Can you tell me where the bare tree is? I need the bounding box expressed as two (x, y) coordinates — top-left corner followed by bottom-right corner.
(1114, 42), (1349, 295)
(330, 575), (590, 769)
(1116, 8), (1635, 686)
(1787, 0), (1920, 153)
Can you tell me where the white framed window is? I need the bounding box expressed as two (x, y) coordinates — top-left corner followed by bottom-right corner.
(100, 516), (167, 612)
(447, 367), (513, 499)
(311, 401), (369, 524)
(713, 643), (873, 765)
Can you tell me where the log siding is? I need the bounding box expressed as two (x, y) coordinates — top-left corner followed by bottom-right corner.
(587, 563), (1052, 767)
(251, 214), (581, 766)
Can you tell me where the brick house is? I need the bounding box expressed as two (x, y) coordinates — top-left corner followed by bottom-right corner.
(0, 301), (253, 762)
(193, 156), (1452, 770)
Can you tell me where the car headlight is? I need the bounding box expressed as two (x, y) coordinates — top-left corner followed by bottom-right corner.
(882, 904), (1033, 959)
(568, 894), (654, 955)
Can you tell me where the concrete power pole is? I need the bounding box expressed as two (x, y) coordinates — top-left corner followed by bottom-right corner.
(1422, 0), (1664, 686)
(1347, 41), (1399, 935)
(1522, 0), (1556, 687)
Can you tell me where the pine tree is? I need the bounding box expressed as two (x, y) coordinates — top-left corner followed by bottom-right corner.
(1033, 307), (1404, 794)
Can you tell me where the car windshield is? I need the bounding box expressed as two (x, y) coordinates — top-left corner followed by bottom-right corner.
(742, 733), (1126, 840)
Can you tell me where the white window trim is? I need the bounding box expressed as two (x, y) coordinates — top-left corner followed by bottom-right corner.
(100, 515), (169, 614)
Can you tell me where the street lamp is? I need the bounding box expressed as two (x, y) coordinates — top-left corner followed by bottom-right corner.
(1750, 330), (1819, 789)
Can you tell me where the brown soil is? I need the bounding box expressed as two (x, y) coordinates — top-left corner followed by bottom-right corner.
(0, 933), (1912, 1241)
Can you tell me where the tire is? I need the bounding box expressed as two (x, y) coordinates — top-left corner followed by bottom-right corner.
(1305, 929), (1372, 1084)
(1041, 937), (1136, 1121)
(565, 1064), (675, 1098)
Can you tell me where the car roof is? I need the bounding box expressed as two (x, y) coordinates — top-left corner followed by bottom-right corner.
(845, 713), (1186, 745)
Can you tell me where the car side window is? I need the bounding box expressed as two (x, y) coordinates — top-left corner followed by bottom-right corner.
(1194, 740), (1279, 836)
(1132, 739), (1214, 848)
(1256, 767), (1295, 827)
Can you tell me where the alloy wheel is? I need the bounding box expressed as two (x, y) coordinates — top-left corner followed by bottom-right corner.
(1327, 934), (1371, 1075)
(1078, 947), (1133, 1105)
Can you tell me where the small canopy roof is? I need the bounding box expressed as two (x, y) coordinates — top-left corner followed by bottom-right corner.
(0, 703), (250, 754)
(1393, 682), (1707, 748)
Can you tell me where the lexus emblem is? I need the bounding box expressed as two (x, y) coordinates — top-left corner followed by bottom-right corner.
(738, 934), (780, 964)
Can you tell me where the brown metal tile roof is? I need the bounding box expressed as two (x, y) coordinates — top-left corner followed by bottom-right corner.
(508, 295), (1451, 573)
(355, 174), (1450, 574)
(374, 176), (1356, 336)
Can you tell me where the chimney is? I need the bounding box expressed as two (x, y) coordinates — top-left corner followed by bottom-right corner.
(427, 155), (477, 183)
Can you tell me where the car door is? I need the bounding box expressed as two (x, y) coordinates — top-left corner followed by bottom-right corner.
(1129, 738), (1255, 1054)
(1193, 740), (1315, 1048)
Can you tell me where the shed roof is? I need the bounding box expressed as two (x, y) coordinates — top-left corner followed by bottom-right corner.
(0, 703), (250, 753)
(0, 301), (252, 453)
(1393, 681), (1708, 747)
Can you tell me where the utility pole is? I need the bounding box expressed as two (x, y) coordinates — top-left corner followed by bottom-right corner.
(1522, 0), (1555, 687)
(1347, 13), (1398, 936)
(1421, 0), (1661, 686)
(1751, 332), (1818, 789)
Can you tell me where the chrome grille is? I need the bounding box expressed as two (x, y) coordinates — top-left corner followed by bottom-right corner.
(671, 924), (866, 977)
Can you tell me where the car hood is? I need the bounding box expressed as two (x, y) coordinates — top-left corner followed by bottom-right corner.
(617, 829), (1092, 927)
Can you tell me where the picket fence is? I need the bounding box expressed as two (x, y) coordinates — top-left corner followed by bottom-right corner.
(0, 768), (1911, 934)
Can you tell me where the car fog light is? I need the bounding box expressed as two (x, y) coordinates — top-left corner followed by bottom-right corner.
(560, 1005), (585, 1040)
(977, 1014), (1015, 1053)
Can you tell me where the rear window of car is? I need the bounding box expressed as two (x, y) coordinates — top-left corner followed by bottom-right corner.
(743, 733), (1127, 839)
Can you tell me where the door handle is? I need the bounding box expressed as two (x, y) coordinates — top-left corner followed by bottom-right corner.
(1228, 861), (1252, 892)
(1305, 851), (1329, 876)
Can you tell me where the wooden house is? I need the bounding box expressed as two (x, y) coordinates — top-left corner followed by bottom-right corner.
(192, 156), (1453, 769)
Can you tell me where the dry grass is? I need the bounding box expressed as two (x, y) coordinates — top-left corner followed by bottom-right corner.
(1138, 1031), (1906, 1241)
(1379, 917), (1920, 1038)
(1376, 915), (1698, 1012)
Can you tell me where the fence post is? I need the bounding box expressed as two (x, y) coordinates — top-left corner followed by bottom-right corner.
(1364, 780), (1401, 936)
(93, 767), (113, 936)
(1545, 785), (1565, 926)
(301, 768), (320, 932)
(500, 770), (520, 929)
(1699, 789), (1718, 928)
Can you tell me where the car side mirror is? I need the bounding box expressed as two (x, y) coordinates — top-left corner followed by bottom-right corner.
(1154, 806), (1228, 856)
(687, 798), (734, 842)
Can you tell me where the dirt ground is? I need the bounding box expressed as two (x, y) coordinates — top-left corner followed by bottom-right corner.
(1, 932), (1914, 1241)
---
#### [TASK PROMPT]
Type the data out again, exactly.

#### [SOLUTION FOR THIS EXERCISE]
Can you tell me where the bare tree is? I need the bounding box expressed as two (x, y) coordinates — top-left corner followed by bottom-right corner.
(1114, 42), (1349, 295)
(330, 575), (590, 769)
(1116, 8), (1635, 686)
(1787, 0), (1920, 153)
Can you tell me where the white framed window is? I need the bounding box expressed as two (x, y) coordinates — top-left corner followed by bottom-right corner.
(100, 516), (167, 612)
(447, 367), (513, 499)
(311, 401), (369, 524)
(713, 643), (873, 765)
Can you tell me where the log siding is? I need the bounding box expressed as two (x, y) coordinates — top-left corner followed by bottom-right corner.
(587, 563), (1052, 767)
(251, 214), (581, 766)
Can you tell me where the brick house is? I need the bounding box expressed as two (x, y) coordinates — top-left corner followed by bottom-right corner.
(0, 301), (253, 762)
(193, 156), (1452, 770)
Can you tell me where the car headlight is? I need the bounding box expressed as two (x, y) coordinates — top-left corner followed by bottom-right corner.
(882, 904), (1033, 959)
(568, 894), (654, 955)
Can you tell me where the concrete power pole is? I need the bounding box expressed as two (x, y) coordinates — top-left corner followed by bottom-right corner.
(1422, 0), (1664, 686)
(1347, 41), (1399, 935)
(1522, 0), (1556, 687)
Can you tell me where the pine tree is? I need the bounding box expressed as two (x, y) coordinates — top-left corner followed by bottom-right corner.
(1033, 307), (1404, 794)
Can you tell me where the car windshield is? I need the bounding box expressed as two (x, y) coordinates — top-left corner followed by bottom-right corner.
(742, 733), (1126, 840)
Can you tell me where the white window trim is? I need the bounding box expressed as two (x, y) coordinates — top-left corner followed by bottom-right corner.
(100, 515), (169, 614)
Can you tell me where the street lamp is? I need the bounding box expressed as two (x, y) coordinates — top-left corner followed by bottom-right corner.
(1750, 330), (1819, 789)
Can you tell me where the brown soil is? I need the bounding box expressed as two (x, y) coordinates — top-left corner followed by bottom-right corner.
(0, 933), (1912, 1241)
Can you tell me where the tire is? I need the bounding box expressed as two (x, y) coordinates — top-left corner followed by bottom-right corner.
(1305, 929), (1372, 1084)
(1041, 937), (1136, 1121)
(565, 1064), (675, 1098)
Can you tell me where the car roof is? I need the bounding box expressed as two (x, y) coordinates — top-left corner followed by bottom-right corner.
(845, 713), (1186, 745)
Can you tell me where the car side window is? I need the bounding box expressed as two (x, y) coordinates — top-left corner followed by bottom-right corner.
(1194, 740), (1279, 836)
(1132, 739), (1214, 848)
(1256, 767), (1295, 827)
Can you tell me where the alloy wheel is? I need the bounding box expressed as two (x, y) coordinates — top-left corner followed by bottom-right corner.
(1327, 934), (1371, 1075)
(1078, 947), (1133, 1105)
Can you tell me where the small canopy roof is? I need the bounding box expressed as two (x, y) coordinates — top-left corner followed by bottom-right corner.
(0, 703), (250, 754)
(1393, 682), (1707, 748)
Can you tell me where the lexus emblem is? I need the bounding box expressed as two (x, y) coordinates — top-left corner followed by bottom-right corner.
(738, 934), (780, 964)
Can you tell me where the brown metal tile roof is? I need the bounding box expressed as two (x, y) coordinates — top-left corner followed by bottom-right corner.
(508, 295), (1451, 573)
(355, 174), (1450, 574)
(374, 176), (1356, 336)
Can you tell me where the chimney is? I need the bounding box expressed as two (x, y) coordinates — top-left corner followed by bottom-right corner.
(427, 155), (477, 183)
Can you tell me where the car door is? I need the bounding box expressed as two (x, y) coordinates — top-left corner followed by bottom-right corner.
(1129, 738), (1255, 1054)
(1193, 740), (1315, 1048)
Can you tell me where the shed roof is? I need the bounding box expressed as two (x, y) coordinates — top-left corner followed by bottom-right corner.
(0, 703), (250, 753)
(0, 301), (252, 453)
(1393, 681), (1708, 747)
Can you tell me where the utility pole is? I need the bounding box expressed as two (x, y) coordinates — top-left corner followed by bottom-right corner.
(1522, 0), (1555, 687)
(1347, 13), (1398, 936)
(1421, 0), (1661, 686)
(1751, 332), (1818, 789)
Can you tell me where the chrome grille is? I need the bounding box expressed as two (x, y) coordinates — top-left corner followed by bottom-right corner.
(671, 924), (866, 977)
Can you tell me where the car hood is? I need the bounding box expressed as two (x, y) coordinates — top-left corner followed by bottom-right corner.
(617, 829), (1092, 927)
Can you tell me where the picket fence is? I need the bounding box expressed as two (x, y) coordinates — top-left corner followed by bottom-right corner.
(0, 768), (1911, 934)
Can you tell me where the car fog light is? I need the bounding box expressed as two (x, y) coordinates — top-left corner followed by bottom-right corner.
(560, 1005), (585, 1040)
(977, 1014), (1015, 1053)
Can you tell me where the rear window of car is? I need the bounding box expressed as two (x, y) coordinates — top-left corner followed by bottom-right corner.
(743, 733), (1127, 839)
Can you tell me where the door handle is? I need the bounding box expressed as two (x, y) coordinates — top-left corner followed by bottom-right corner.
(1228, 861), (1252, 892)
(1305, 851), (1329, 876)
Can you tell me where the wooden house is? I need the bounding box expressed as two (x, y) coordinates — top-left corner followed by bottom-right corner.
(192, 156), (1453, 769)
Can you tell me where the dry grass is? I need the bounding box expressed as two (x, y) coordinates — top-left corner followed by bottom-right corner.
(1138, 1031), (1906, 1241)
(1379, 917), (1920, 1038)
(1376, 915), (1698, 1012)
Can you tell me where the fence post is? I need the bounding box expressed as two (x, y) coordinates — top-left corner followed by bottom-right corner.
(1364, 780), (1401, 936)
(93, 767), (113, 936)
(1545, 785), (1565, 926)
(301, 768), (320, 932)
(500, 770), (520, 929)
(1699, 789), (1718, 928)
Can you tell me where the car side mirror is? I need the bounding box expressed as two (x, y) coordinates — top-left corner followed by bottom-right corner.
(1154, 806), (1228, 856)
(687, 798), (734, 842)
Can you tell me where the dirt ground is? I need the bounding box expressed as two (x, y) coordinates — top-left corner followed by bottom-right corner.
(1, 932), (1914, 1241)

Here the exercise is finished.